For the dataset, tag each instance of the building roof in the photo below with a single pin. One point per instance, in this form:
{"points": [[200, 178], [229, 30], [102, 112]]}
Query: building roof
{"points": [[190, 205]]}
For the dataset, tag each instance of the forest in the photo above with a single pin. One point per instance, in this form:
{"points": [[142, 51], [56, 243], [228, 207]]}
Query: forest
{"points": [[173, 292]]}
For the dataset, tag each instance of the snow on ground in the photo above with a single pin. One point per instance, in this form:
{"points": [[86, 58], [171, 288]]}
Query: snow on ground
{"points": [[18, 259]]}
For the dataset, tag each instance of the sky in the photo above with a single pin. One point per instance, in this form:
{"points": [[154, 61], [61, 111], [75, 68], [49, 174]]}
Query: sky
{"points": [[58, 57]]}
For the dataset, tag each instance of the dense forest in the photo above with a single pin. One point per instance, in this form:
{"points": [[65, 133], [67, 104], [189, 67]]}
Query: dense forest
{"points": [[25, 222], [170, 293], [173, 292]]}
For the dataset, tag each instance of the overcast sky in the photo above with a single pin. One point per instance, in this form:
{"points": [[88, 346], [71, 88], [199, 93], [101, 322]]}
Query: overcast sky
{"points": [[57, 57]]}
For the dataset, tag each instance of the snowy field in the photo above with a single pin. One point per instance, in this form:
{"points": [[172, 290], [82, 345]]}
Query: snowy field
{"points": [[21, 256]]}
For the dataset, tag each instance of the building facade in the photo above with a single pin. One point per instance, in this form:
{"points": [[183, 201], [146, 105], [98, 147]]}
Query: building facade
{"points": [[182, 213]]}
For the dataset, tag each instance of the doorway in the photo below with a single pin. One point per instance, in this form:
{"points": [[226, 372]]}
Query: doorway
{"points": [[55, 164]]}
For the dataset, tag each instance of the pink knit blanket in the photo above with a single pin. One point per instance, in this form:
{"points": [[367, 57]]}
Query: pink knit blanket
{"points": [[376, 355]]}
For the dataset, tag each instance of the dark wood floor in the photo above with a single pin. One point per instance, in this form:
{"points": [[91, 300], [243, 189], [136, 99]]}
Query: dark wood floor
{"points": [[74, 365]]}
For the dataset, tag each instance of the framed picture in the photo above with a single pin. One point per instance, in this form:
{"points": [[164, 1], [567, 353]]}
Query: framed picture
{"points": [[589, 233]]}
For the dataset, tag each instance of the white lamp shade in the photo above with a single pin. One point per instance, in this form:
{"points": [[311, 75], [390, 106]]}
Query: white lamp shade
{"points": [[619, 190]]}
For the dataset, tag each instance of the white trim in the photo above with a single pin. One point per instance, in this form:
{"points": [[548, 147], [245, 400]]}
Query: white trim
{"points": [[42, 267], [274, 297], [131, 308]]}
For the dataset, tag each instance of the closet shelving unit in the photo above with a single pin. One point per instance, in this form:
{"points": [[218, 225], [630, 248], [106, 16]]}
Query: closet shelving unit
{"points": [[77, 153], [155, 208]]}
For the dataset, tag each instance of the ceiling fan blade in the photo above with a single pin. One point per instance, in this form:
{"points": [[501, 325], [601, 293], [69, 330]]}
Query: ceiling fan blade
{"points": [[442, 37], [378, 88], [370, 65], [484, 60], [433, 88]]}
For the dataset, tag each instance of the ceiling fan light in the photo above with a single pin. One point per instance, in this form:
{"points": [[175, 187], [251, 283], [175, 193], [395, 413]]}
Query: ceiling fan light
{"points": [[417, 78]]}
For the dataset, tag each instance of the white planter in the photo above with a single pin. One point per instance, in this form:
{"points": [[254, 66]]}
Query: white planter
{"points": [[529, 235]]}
------------
**WORK INSTRUCTION:**
An exact copy of all the entries is what's needed; write it out.

**EXERCISE ANSWER:**
For the dataset, tag each instance of the building roof in the photo below with a single pin. One point per instance, in this form:
{"points": [[200, 178], [229, 30], [102, 112]]}
Query: building roof
{"points": [[190, 205]]}
For the dataset, tag each instance of the forest in the photo above with a single pin. One point per instance, in this form:
{"points": [[142, 51], [56, 243], [228, 207]]}
Query: forest
{"points": [[173, 292]]}
For the dataset, tag each instance of the snow on ground in the photo above with a single pin. One point per instance, in this form:
{"points": [[86, 58], [171, 288]]}
Query: snow on ground
{"points": [[18, 259]]}
For the dataset, tag each instance of the sky in the photo above with a single pin. One point per instance, in this form:
{"points": [[154, 61], [61, 111], [75, 68], [49, 174]]}
Query: sky
{"points": [[58, 57]]}
For the dataset, tag each instance of the dense forest in the photo above with a single pin. One point per instance, in this form:
{"points": [[65, 133], [67, 104], [189, 67]]}
Query: dense forest
{"points": [[25, 222], [170, 293], [173, 292]]}
For the dataset, tag each instance of the overcast sky in the photo above with a single pin. One point per instance, in this form:
{"points": [[88, 346], [71, 88], [199, 93], [101, 322]]}
Query: overcast sky
{"points": [[57, 57]]}
For the dataset, tag each instance of the snowy field in the photo above with a single pin. One point per instance, in this form:
{"points": [[172, 290], [82, 345]]}
Query: snowy field
{"points": [[21, 256]]}
For the dataset, tag each instance of the building facade in the photo above with a single pin. One point per instance, in this form:
{"points": [[183, 201], [146, 105], [98, 147]]}
Query: building facade
{"points": [[182, 213]]}
For the dataset, tag each instance of the doorway in the photo below with a single pin. One point per instance, in this form:
{"points": [[226, 372]]}
Query: doorway
{"points": [[55, 164]]}
For the dataset, tag each instance of the pink knit blanket in the photo above with a single pin. One point per instance, in this form:
{"points": [[367, 57]]}
Query: pink knit blanket
{"points": [[376, 355]]}
For the dataset, tag each instance of the dark wood floor in the photo above with a single pin. One point per instance, in this form:
{"points": [[91, 300], [243, 189], [136, 99]]}
Query: dark wood floor
{"points": [[74, 365]]}
For the dataset, tag each instance of the framed picture in the photo above with a single pin. One point per instance, in this form:
{"points": [[164, 1], [567, 353]]}
Query: framed picture
{"points": [[589, 233]]}
For the dataset, tag each instance of the white lamp shade in the photo above with a single pin. One point per instance, in this form:
{"points": [[311, 75], [390, 106]]}
Query: white lamp shade
{"points": [[619, 190]]}
For the dataset, tag each instance of the white trim in the photo above with a single pin. One point per instance, in this form:
{"points": [[548, 147], [245, 400]]}
Query: white trim
{"points": [[42, 267], [274, 297], [131, 308]]}
For the dataset, tag each instance of the closet shelving unit in the photo above with a single pin. One point per instance, in this form:
{"points": [[218, 225], [630, 248], [106, 16]]}
Query: closet shelving unit
{"points": [[77, 153], [155, 208]]}
For the dataset, tag each instance of the ceiling fan blade in the photo above with a single pin. One point per instance, in this form:
{"points": [[501, 325], [601, 293], [69, 330]]}
Query: ceiling fan blade
{"points": [[442, 37], [378, 88], [370, 65], [484, 60], [433, 88]]}
For the dataset, tag each instance of the ceiling fan light in the photo above with a single pin. One point per instance, in this form:
{"points": [[175, 187], [251, 283], [175, 193], [395, 413]]}
Query: ceiling fan light
{"points": [[417, 78]]}
For the dataset, tag each instance of the white planter in the photo above with a single pin. One point per instance, in this form:
{"points": [[254, 66]]}
Query: white planter
{"points": [[529, 235]]}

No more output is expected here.